--- Exercise text ---

┌────────

Well, its January 2, 2015. I'm beginning this journey again...hopefully for the last time. This is my second weight loss blog in as many years. This usually doesn't go well for me.
Over the years I have lost and gained the same 50 lbs or so numerous times. It's really getting old...and frankly, so am I. I'll be 50 years old in exactly 11 days. I can't believe it. I have finally made it over the hill and it's been quite a trek!
For the first time in many years, I am giving myself a birthday present! As of yesterday, I have begun the journey of exploring weight loss surgery. Believe me, I have not made this decision lightly. It's been a gradual process. You see, I hate surgery. I hate everything about it. To decide to do this....is BIG for me! It's just time to do it. I am at my all time highest weight and physically, I'm becoming more and more limited. I can't do the things that a normal 50 year old mother of three can do. None of us know how long we have on this earth, but I can't live the rest of my years like this.
I've had cancer once. I live everyday in fear that it will return. Obesity makes a recurrence more likely. I feel, in the depths of my being, that my time is running short. I need to do something.
In light of all that, I will attend an information seminar with the bariatric department of a local hospital on January 15th. We shall see how this goes. I'm excited, and anxious. Please join me on this journey...I need some company!

└────────

--- Supplied records ---
┌────────

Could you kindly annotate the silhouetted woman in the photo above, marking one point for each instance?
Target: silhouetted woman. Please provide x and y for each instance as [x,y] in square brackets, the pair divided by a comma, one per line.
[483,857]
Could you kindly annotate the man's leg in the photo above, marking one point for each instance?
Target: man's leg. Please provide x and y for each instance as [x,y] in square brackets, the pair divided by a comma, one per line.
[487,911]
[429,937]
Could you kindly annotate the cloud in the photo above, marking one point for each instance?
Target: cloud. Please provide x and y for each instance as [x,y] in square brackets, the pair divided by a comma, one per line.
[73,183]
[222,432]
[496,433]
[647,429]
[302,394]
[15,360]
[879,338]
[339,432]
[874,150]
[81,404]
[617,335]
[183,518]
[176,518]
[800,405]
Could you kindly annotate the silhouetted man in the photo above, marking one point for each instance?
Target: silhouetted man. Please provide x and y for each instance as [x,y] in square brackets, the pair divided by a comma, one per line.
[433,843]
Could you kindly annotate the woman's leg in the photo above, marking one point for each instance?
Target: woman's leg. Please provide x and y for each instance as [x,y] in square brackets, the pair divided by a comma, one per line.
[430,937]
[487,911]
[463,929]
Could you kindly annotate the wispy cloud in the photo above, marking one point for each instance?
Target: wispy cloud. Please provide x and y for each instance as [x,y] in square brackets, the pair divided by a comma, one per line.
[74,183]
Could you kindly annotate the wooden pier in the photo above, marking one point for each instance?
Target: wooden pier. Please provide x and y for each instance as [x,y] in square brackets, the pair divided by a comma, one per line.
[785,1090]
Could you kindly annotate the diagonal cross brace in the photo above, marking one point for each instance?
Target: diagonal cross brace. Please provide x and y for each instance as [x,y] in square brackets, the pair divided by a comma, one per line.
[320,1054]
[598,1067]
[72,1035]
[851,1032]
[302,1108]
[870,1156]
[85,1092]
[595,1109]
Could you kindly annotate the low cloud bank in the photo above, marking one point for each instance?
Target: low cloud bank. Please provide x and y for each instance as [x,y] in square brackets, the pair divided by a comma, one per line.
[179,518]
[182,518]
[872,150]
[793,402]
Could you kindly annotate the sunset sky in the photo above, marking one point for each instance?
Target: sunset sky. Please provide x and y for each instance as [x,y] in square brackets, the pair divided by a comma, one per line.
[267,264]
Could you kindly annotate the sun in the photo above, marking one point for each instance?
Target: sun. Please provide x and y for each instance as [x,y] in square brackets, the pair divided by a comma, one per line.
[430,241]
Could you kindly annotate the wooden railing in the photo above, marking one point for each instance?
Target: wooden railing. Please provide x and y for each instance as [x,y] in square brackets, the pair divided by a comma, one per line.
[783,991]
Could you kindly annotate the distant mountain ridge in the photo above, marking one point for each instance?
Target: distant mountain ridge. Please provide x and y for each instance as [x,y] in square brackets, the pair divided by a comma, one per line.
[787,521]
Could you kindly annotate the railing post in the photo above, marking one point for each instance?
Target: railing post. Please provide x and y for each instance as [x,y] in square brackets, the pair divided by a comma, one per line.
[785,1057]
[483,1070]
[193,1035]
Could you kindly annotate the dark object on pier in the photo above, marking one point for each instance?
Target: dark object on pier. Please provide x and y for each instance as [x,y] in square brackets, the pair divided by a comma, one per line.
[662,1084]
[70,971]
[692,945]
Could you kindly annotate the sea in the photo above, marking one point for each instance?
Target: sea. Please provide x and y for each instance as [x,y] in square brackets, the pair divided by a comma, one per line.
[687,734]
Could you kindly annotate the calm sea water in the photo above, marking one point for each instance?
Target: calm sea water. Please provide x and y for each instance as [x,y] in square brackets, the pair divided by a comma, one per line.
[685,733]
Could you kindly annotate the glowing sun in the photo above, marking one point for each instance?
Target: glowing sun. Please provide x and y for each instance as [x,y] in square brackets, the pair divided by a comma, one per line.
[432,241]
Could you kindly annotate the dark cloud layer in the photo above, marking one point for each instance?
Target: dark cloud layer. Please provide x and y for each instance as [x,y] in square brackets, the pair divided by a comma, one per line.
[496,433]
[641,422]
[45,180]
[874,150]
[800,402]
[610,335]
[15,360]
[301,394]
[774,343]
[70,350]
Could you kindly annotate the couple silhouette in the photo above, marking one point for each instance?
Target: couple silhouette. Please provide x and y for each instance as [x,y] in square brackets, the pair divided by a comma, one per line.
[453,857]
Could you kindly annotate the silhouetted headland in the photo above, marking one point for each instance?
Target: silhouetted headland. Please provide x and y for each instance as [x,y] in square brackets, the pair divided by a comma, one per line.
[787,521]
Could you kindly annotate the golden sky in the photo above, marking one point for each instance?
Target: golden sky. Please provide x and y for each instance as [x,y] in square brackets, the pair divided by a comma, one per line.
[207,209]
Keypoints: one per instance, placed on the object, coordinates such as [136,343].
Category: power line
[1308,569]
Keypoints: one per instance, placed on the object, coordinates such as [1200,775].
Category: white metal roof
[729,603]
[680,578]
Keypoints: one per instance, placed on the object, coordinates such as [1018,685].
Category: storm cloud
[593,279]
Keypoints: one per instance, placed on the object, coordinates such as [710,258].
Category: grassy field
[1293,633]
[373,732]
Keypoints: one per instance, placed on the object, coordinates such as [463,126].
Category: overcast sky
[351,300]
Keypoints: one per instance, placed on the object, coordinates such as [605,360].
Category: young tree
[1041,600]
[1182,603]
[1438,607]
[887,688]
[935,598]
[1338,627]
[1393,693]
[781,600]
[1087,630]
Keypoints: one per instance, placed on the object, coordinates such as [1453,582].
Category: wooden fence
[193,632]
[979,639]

└────────

--- What to work on ---
A: Retype the passage of the weight loss blog post from "Well, its January" up to and including "well for me.".
B: Answer these questions using the weight loss blog post:
(i) In how many days will the writer turn 50?
(ii) On what date will the writer attend the information seminar with the hospital's bariatric department?
(iii) About how many pounds has the writer lost and regained numerous times?
C: List every sentence in the weight loss blog post that ends with an exclamation point, in the order it appears.

--- Outputs in order ---
A:
Well, its January 2, 2015. I'm beginning this journey again...hopefully for the last time. This is my second weight loss blog in as many years. This usually doesn't go well for me.

B:
(i) 11 days
(ii) January 15th
(iii) 50 lbs or so

C:
I have finally made it over the hill and it's been quite a trek!
For the first time in many years, I am giving myself a birthday present!
To decide to do this....is BIG for me!
Please join me on this journey...I need some company!